BEGIN DOCUMENT

Merge all developer debug options available as separated module
parameters in one, making it obvious that are for developers.

Drop the obsolete module options in favor of the new ones.

Signed-off-by: André Almeida <andrealmeid@igalia.com>
Reviewed-by: Christian König <christian.koenig@amd.com>
---
v3:
- move from include/amd_shared.h to amdgpu/amdgpu_drv.c
v2:
- drop old module params
- use BIT() macros
- replace global var with adev-> vars
---
 drivers/gpu/drm/amd/amdgpu/amdgpu.h      |  4 ++
 drivers/gpu/drm/amd/amdgpu/amdgpu_cs.c   |  2 +-
 drivers/gpu/drm/amd/amdgpu/amdgpu_drv.c  | 56 +++++++++++++++---------
 drivers/gpu/drm/amd/amdgpu/amdgpu_gem.c  |  2 +-
 drivers/gpu/drm/amd/amdgpu/amdgpu_vm.c   |  2 +-
 drivers/gpu/drm/amd/amdkfd/kfd_chardev.c |  2 +-
 drivers/gpu/drm/amd/amdkfd/kfd_crat.c    |  2 +-
 7 files changed, 45 insertions(+), 25 deletions(-)

diff --git a/drivers/gpu/drm/amd/amdgpu/amdgpu.h b/drivers/gpu/drm/amd/amdgpu/amdgpu.h
index 4de074243c4d..82eaccfce347 100644
--- a/drivers/gpu/drm/amd/amdgpu/amdgpu.h
+++ b/drivers/gpu/drm/amd/amdgpu/amdgpu.h
@@ -1101,6 +1101,10 @@ struct amdgpu_device {
 	bool                            dc_enabled;
 	/* Mask of active clusters */
 	uint32_t			aid_mask;
+
+	/* Debug */
+	bool                            debug_vm;
+	bool                            debug_largebar;
 };
 
 static inline struct amdgpu_device *drm_to_adev(struct drm_device *ddev)
diff --git a/drivers/gpu/drm/amd/amdgpu/amdgpu_cs.c b/drivers/gpu/drm/amd/amdgpu/amdgpu_cs.c
index fb78a8f47587..8a26bed76505 100644
--- a/drivers/gpu/drm/amd/amdgpu/amdgpu_cs.c
+++ b/drivers/gpu/drm/amd/amdgpu/amdgpu_cs.c
@@ -1191,7 +1191,7 @@ static int amdgpu_cs_vm_handling(struct amdgpu_cs_parser *p)

END DOCUMENT

**WRITTEN PROBLEM:** Continue the amdgpu debug-options patch from the point where it stops, in the same diff format.

BEGIN DATASET ROWS

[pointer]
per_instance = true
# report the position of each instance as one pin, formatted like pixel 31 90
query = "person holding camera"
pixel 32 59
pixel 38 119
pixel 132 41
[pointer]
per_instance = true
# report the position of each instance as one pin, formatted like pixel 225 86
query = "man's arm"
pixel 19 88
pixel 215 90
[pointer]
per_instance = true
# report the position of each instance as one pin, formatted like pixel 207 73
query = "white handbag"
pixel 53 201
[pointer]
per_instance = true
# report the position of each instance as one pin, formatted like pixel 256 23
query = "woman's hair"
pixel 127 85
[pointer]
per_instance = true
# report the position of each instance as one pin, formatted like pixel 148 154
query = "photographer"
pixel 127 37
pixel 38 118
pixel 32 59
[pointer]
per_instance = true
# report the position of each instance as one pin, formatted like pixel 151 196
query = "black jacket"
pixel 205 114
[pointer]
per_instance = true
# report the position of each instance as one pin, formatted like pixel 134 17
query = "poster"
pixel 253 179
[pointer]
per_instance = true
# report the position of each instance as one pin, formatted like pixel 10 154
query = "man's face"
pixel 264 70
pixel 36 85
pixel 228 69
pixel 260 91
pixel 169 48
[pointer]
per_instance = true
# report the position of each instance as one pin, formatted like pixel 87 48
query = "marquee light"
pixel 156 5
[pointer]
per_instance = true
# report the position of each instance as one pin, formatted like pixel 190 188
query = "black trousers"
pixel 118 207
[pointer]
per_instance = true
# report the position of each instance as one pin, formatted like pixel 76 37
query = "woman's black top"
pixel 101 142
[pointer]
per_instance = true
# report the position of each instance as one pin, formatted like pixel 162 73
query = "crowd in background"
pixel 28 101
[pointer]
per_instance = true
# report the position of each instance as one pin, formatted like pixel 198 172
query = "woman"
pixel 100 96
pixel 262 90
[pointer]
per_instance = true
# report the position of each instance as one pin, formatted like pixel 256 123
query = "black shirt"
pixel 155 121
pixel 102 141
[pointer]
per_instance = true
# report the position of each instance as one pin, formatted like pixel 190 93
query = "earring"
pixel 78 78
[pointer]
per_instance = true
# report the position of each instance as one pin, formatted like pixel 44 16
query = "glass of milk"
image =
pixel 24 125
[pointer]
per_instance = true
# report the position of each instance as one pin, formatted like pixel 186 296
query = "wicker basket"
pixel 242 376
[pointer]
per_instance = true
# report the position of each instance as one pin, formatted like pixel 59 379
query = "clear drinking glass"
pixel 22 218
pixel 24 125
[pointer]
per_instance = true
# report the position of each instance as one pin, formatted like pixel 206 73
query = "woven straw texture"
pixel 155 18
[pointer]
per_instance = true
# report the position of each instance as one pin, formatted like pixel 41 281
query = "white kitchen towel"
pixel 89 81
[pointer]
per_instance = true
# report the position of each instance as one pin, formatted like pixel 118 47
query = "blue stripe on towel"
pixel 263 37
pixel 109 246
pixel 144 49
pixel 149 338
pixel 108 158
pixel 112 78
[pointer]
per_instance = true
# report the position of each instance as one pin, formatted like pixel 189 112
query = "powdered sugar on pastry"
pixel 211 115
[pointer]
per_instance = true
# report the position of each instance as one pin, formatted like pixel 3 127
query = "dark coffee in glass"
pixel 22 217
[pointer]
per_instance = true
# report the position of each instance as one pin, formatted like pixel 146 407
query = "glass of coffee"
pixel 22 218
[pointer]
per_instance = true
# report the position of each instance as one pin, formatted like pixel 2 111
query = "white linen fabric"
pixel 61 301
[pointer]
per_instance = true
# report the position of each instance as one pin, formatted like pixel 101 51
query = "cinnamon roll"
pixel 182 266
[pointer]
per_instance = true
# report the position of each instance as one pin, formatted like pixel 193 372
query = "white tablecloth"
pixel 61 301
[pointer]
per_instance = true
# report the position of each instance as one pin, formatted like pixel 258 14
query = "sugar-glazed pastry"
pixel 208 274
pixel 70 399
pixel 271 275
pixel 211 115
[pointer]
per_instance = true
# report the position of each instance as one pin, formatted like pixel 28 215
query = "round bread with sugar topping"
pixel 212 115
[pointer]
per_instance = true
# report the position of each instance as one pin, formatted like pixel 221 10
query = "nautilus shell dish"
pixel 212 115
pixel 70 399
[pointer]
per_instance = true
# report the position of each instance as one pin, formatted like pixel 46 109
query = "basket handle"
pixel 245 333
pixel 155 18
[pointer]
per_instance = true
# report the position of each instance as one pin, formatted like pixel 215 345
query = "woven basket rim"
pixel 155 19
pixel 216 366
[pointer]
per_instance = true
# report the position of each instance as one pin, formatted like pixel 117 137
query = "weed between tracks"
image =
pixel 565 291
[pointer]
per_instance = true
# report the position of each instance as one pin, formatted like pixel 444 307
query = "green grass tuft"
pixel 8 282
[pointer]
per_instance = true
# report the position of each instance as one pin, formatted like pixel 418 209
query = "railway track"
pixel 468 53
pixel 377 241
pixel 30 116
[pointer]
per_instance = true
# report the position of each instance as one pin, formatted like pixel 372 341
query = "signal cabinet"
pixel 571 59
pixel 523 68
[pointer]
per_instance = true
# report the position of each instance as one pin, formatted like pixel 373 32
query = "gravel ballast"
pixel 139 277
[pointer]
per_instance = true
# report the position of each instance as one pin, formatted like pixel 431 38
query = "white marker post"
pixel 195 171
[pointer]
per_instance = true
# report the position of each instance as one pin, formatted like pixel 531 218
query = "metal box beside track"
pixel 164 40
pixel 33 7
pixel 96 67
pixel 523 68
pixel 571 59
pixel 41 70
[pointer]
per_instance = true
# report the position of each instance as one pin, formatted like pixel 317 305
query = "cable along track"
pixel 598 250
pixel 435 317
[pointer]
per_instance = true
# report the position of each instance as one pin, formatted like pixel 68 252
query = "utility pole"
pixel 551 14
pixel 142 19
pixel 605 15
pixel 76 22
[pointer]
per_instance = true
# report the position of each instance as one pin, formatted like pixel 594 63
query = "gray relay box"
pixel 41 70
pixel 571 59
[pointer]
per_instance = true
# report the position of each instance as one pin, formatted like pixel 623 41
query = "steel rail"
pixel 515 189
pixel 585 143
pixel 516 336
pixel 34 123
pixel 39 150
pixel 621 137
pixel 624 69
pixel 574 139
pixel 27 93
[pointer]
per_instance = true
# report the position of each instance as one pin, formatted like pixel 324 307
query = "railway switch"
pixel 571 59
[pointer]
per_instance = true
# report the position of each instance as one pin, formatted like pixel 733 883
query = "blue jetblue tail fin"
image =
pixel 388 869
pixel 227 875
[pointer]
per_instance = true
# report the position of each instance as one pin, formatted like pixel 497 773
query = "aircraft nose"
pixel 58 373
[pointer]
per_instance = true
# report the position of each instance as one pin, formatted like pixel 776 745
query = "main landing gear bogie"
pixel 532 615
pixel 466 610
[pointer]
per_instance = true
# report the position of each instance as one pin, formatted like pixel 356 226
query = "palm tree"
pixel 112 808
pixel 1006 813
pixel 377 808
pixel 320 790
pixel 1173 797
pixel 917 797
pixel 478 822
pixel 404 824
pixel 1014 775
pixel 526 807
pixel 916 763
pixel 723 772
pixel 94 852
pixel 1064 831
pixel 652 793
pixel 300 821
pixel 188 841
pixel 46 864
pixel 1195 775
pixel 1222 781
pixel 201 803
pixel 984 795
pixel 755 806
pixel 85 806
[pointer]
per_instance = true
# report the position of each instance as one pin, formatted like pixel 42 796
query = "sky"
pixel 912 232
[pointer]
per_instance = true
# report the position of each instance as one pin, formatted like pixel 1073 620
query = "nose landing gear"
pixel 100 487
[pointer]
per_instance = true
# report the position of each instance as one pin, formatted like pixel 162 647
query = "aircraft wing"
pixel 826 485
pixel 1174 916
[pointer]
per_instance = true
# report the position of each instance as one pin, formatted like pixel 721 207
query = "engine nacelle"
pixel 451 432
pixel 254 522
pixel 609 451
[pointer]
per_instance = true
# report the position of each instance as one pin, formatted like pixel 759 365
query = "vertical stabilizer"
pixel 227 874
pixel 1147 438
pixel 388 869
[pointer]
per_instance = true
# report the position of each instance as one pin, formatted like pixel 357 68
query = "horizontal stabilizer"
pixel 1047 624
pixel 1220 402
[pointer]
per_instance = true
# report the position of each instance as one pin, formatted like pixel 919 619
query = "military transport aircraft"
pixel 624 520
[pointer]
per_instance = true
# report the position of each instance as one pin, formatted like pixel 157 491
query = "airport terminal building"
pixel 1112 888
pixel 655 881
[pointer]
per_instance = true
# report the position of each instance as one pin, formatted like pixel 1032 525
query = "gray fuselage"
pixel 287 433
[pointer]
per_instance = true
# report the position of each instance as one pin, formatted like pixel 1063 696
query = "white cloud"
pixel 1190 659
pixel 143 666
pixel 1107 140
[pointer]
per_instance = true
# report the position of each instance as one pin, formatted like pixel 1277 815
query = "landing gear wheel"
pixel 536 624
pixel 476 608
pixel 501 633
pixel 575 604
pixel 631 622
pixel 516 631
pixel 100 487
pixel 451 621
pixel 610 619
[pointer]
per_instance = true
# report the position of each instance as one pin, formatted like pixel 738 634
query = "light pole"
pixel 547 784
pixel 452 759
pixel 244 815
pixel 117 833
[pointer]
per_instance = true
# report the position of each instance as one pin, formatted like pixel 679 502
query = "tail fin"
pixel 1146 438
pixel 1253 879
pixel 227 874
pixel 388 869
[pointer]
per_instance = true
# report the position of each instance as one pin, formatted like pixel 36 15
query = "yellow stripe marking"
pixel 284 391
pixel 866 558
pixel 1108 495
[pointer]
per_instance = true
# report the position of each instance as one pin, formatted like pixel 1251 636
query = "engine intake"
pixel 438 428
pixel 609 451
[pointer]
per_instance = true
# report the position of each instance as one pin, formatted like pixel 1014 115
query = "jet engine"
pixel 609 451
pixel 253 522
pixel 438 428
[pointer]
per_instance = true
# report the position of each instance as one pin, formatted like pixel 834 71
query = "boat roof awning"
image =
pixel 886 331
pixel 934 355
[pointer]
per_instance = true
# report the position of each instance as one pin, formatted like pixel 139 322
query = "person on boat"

END DATASET ROWS

**RESULT FOR THIS EXERCISE:**
 		job->vm_pd_addr = amdgpu_gmc_pd_addr(vm->root.bo);
 	}
 
-	if (amdgpu_vm_debug) {
+	if (adev->debug_vm) {
 		/* Invalidate all BOs to test for userspace bugs */
 		amdgpu_bo_list_for_each_entry(e, p->bo_list) {
 			struct amdgpu_bo *bo = ttm_to_amdgpu_bo(e->tv.bo);
diff --git a/drivers/gpu/drm/amd/amdgpu/amdgpu_drv.c b/drivers/gpu/drm/amd/amdgpu/amdgpu_drv.c
index f5856b82605e..33fddf7b1c4f 100644
--- a/drivers/gpu/drm/amd/amdgpu/amdgpu_drv.c
+++ b/drivers/gpu/drm/amd/amdgpu/amdgpu_drv.c
@@ -118,6 +118,14 @@
 #define KMS_DRIVER_MINOR	54
 #define KMS_DRIVER_PATCHLEVEL	0
 
+/*
+ * amdgpu.debug module options. Are all disabled by default
+ */
+enum AMDGPU_DEBUG_MASK {
+	AMDGPU_DEBUG_VM = BIT(0),
+	AMDGPU_DEBUG_LARGEBAR = BIT(1),
+};
+
 unsigned int amdgpu_vram_limit = UINT_MAX;
 int amdgpu_vis_vram_limit;
 int amdgpu_gart_size = -1; /* auto */
@@ -140,7 +148,6 @@ int amdgpu_vm_size = -1;
 int amdgpu_vm_fragment_size = -1;
 int amdgpu_vm_block_size = -1;
 int amdgpu_vm_fault_stop;
-int amdgpu_vm_debug;
 int amdgpu_vm_update_mode = -1;
 int amdgpu_exp_hw_support;
 int amdgpu_dc = -1;
@@ -194,6 +201,7 @@ int amdgpu_use_xgmi_p2p = 1;
 int amdgpu_vcnfw_log;
 int amdgpu_sg_display = -1; /* auto */
 int amdgpu_user_partt_mode = AMDGPU_AUTO_COMPUTE_PARTITION_MODE;
+uint amdgpu_debug_mask;
 
 static void amdgpu_drv_delayed_reset_work_handler(struct work_struct *work);
 
@@ -405,13 +413,6 @@ module_param_named(vm_block_size, amdgpu_vm_block_size, int, 0444);
 MODULE_PARM_DESC(vm_fault_stop, "Stop on VM fault (0 = never (default), 1 = print first, 2 = always)");
 module_param_named(vm_fault_stop, amdgpu_vm_fault_stop, int, 0444);
 
-/**
- * DOC: vm_debug (int)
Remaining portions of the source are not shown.